With "below" as the search word, show every line of the material that has it.

== Segment start ==

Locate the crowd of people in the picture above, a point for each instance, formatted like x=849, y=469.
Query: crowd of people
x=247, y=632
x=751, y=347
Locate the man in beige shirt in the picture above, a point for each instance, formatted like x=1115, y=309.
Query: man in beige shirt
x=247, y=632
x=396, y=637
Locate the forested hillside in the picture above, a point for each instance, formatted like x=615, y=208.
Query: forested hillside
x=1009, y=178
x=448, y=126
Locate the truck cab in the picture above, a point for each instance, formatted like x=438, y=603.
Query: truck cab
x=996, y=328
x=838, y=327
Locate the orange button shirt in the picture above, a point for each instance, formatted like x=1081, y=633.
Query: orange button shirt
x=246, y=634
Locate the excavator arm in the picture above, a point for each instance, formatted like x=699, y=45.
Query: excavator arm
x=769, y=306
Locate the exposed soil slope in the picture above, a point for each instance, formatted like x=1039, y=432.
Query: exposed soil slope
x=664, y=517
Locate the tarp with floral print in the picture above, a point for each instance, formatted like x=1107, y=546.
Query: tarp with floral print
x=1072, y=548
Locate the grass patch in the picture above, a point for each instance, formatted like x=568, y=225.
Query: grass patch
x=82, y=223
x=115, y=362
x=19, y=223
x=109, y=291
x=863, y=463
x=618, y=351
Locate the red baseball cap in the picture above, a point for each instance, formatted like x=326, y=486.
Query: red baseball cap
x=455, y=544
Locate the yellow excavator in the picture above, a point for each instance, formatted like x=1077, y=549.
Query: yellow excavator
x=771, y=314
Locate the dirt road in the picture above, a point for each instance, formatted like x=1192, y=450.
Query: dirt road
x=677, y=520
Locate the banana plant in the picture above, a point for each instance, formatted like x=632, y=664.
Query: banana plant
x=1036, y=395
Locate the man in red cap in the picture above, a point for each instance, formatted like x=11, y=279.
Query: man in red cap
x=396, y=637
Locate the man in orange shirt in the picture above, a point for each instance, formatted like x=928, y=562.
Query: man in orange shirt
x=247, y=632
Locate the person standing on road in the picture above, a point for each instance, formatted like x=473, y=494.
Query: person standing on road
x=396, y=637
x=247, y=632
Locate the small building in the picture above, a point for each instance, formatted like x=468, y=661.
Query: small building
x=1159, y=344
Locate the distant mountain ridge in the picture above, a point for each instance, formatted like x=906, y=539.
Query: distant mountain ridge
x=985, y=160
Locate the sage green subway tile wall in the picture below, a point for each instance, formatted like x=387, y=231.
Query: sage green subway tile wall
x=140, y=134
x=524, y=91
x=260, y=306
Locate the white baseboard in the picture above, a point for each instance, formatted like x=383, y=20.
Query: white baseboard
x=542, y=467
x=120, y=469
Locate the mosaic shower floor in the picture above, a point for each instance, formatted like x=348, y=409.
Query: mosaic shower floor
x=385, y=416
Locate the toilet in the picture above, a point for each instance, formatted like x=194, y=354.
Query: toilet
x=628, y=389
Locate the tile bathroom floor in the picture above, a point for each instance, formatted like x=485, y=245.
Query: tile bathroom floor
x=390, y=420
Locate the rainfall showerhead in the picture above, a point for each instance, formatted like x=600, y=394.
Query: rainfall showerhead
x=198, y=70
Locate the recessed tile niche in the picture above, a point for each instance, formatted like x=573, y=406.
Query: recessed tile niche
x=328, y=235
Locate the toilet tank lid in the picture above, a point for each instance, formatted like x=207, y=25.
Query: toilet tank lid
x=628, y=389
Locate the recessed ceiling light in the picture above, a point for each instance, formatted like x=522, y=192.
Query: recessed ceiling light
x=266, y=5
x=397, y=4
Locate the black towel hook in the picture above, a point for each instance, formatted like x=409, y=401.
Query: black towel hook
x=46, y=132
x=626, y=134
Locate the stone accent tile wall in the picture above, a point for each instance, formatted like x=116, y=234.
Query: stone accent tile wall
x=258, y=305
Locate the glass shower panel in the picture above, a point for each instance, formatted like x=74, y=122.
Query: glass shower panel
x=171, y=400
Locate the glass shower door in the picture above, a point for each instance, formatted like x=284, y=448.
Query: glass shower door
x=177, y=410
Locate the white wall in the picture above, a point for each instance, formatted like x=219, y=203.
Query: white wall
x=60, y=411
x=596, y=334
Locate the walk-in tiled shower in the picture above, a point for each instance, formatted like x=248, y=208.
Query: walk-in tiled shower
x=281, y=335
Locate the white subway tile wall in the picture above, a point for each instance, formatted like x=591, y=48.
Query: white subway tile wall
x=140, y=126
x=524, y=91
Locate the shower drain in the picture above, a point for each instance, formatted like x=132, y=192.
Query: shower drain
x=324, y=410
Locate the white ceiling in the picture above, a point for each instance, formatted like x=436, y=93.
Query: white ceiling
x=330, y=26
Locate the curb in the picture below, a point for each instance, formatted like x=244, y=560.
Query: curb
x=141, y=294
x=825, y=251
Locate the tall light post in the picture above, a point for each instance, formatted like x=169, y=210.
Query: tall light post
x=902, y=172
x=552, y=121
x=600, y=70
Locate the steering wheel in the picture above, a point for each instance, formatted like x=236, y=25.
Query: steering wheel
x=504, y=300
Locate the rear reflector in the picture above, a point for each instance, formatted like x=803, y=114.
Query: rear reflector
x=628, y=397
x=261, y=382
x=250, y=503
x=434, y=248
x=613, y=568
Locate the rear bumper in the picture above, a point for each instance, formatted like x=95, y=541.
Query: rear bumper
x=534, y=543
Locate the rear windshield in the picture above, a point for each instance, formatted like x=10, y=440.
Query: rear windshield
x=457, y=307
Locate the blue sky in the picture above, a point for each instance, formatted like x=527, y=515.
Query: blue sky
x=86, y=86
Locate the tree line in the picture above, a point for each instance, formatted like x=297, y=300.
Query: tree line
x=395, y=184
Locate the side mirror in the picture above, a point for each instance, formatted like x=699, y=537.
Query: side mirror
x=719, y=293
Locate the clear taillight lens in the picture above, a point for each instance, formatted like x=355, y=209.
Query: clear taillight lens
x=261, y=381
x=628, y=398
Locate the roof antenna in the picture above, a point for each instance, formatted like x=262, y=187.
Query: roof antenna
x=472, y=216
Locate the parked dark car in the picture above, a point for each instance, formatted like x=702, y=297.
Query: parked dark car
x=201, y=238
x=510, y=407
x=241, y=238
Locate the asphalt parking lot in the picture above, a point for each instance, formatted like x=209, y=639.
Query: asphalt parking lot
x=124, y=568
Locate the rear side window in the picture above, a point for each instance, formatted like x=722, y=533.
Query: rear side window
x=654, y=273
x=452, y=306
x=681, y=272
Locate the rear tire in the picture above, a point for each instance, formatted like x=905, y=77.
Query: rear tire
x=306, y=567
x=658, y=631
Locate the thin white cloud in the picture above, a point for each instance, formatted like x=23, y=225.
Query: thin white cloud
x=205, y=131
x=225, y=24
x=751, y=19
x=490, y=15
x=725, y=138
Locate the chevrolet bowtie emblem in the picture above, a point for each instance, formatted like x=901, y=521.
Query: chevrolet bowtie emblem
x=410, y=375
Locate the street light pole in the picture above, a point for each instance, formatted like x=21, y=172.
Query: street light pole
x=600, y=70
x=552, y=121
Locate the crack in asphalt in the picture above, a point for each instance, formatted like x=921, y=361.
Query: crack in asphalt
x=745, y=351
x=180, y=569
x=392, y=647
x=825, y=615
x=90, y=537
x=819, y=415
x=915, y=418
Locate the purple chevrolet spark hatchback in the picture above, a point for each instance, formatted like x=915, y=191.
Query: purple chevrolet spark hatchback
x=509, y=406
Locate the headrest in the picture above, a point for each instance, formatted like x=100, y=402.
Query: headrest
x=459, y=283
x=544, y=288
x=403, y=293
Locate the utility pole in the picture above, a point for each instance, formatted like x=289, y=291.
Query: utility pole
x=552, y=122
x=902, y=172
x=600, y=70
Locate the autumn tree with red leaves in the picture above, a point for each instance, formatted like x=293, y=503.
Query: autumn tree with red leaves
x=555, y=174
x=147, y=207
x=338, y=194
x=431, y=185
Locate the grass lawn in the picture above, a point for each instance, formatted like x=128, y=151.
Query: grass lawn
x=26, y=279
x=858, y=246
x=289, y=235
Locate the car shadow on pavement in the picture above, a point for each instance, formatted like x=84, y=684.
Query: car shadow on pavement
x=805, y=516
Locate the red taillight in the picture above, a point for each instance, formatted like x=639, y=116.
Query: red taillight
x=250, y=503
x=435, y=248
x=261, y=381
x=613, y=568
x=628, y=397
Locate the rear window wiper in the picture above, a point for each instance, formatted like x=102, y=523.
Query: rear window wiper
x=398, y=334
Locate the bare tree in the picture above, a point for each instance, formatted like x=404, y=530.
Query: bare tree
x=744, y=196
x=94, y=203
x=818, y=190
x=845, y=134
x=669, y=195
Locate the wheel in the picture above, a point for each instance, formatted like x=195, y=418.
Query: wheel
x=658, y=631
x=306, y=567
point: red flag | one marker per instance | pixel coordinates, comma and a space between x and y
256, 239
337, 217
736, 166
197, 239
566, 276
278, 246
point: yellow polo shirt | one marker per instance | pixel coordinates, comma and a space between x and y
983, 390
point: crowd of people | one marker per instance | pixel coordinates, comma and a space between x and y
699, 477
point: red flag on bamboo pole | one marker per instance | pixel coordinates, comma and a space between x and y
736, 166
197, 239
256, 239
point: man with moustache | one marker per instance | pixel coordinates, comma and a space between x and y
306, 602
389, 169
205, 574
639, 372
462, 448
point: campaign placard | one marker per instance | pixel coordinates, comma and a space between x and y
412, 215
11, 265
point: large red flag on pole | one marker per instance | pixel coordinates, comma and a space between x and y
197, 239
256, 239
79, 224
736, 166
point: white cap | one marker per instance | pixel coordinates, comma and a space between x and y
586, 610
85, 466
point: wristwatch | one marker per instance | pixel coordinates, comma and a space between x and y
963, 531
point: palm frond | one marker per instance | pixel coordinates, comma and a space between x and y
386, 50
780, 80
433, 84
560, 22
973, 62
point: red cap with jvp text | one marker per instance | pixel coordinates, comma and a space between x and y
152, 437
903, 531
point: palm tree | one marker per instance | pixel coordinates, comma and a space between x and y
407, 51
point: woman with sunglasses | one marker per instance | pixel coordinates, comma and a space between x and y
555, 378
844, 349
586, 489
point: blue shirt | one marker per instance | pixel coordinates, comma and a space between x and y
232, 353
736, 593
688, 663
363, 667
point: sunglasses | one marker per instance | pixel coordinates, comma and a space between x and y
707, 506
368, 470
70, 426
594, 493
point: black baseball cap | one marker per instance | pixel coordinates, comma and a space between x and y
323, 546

== Segment end ==

Completed task:
Locate the sage green subway tile wall in the picture below, a point for each instance, formatted like x=387, y=231.
Locate the curb in the picture below, a point for each instance, formatted like x=244, y=560.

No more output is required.